**What to work on**
For this exercise, output the line holding "Spot arabic script" and all subsequent lines of the entries below, unchanged, up to and including the last.
= = = = = = =
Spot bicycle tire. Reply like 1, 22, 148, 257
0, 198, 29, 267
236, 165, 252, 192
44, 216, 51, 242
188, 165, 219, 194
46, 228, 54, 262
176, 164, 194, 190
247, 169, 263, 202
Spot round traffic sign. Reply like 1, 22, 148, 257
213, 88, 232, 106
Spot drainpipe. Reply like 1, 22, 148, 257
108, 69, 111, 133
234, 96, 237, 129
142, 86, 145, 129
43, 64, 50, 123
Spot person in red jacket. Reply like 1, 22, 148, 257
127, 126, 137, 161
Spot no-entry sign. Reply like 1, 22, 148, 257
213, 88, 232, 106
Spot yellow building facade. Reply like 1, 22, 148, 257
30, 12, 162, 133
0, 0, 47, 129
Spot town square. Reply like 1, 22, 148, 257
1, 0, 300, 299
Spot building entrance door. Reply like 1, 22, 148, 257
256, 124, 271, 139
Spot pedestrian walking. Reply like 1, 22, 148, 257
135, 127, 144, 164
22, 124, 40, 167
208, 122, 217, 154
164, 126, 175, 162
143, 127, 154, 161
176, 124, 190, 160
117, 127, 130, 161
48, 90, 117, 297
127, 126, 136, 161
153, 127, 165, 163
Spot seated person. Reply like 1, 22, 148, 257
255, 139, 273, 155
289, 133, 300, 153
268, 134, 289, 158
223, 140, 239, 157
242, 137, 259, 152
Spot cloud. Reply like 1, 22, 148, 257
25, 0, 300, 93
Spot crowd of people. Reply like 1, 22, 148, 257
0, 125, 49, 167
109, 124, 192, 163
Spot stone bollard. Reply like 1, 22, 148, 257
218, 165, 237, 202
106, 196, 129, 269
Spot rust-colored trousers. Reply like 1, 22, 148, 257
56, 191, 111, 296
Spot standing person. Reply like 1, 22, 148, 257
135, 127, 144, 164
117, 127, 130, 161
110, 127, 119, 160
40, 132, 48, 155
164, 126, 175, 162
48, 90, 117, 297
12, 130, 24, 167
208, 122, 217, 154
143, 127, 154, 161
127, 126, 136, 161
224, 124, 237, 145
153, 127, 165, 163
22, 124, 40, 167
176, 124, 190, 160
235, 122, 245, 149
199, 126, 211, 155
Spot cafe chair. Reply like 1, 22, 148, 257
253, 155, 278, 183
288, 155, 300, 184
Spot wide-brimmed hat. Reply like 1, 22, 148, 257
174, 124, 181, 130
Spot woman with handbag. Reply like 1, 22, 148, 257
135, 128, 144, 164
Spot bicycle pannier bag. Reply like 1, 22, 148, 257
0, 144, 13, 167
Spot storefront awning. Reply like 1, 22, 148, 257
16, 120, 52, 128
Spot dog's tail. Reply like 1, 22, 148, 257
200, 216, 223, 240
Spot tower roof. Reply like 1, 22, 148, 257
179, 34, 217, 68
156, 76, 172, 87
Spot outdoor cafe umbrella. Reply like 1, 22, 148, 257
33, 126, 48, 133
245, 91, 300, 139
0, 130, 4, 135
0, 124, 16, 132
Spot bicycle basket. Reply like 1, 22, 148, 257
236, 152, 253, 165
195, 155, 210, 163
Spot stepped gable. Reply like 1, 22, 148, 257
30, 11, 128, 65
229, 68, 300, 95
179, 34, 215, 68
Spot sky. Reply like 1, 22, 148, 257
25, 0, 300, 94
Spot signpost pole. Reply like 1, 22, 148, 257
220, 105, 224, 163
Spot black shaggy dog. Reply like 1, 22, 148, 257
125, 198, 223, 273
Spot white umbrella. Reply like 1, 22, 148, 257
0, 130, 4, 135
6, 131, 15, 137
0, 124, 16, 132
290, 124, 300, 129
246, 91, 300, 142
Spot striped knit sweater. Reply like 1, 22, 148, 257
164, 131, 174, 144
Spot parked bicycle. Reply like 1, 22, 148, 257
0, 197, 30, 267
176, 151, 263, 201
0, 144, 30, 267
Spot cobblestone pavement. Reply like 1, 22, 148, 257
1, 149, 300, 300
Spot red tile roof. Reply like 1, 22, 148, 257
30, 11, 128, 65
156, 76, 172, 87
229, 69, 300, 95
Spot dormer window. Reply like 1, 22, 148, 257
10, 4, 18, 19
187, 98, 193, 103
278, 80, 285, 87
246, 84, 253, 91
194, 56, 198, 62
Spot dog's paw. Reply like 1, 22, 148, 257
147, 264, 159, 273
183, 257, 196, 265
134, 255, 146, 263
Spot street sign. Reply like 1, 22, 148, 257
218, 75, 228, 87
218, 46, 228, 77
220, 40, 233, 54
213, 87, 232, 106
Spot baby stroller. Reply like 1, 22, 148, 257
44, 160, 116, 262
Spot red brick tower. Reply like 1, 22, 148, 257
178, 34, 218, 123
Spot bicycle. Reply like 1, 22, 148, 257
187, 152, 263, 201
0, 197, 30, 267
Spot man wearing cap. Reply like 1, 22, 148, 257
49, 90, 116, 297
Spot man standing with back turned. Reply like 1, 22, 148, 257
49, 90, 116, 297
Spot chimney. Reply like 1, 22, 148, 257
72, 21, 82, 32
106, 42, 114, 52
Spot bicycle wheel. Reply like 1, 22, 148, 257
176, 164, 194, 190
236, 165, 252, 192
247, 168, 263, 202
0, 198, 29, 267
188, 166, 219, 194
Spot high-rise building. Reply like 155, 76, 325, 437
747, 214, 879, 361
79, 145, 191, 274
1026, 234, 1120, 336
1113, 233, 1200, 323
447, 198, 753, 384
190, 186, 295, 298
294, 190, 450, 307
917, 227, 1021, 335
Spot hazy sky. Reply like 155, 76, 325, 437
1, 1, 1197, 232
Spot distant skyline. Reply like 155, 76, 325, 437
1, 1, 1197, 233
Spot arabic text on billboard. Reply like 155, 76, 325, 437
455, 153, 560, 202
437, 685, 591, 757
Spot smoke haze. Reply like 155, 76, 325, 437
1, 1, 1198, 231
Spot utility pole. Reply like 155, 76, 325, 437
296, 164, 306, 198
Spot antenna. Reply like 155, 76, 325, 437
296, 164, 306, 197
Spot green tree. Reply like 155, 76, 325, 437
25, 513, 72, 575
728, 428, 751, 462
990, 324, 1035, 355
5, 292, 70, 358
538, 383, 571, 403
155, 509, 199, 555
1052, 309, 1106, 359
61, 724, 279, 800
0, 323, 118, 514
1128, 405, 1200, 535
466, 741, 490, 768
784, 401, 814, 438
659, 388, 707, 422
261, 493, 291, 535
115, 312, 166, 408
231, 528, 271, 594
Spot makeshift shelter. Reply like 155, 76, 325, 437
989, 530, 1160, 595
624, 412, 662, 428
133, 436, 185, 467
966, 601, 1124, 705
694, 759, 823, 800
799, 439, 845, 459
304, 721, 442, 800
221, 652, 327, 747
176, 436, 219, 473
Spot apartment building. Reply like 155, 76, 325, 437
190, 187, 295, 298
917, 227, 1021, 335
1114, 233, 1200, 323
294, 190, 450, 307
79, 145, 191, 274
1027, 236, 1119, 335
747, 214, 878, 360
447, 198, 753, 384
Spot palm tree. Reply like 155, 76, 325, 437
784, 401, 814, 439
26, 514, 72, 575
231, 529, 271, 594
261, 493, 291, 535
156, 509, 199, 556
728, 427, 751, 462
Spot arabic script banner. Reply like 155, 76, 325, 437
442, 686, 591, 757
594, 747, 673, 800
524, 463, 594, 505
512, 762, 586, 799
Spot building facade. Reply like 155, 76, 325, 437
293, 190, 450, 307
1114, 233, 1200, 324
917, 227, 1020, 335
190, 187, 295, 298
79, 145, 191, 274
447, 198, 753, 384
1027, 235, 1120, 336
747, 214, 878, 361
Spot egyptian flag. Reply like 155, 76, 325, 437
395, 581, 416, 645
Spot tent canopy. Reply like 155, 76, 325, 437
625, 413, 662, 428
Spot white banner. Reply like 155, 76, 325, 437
= = = = = = =
**Written answer**
Spot arabic script banner. Reply like 155, 76, 325, 437
442, 686, 591, 757
594, 747, 673, 800
524, 463, 594, 505
512, 762, 586, 799
Spot building facade. Reply like 155, 76, 325, 437
293, 190, 450, 307
1114, 233, 1200, 324
917, 227, 1020, 335
190, 187, 295, 298
79, 145, 191, 274
447, 198, 753, 384
1027, 235, 1120, 336
747, 214, 878, 361
Spot egyptian flag. Reply like 155, 76, 325, 437
395, 581, 416, 645
Spot tent canopy. Reply like 155, 76, 325, 437
625, 413, 662, 428
Spot white banner. Reply like 155, 76, 325, 437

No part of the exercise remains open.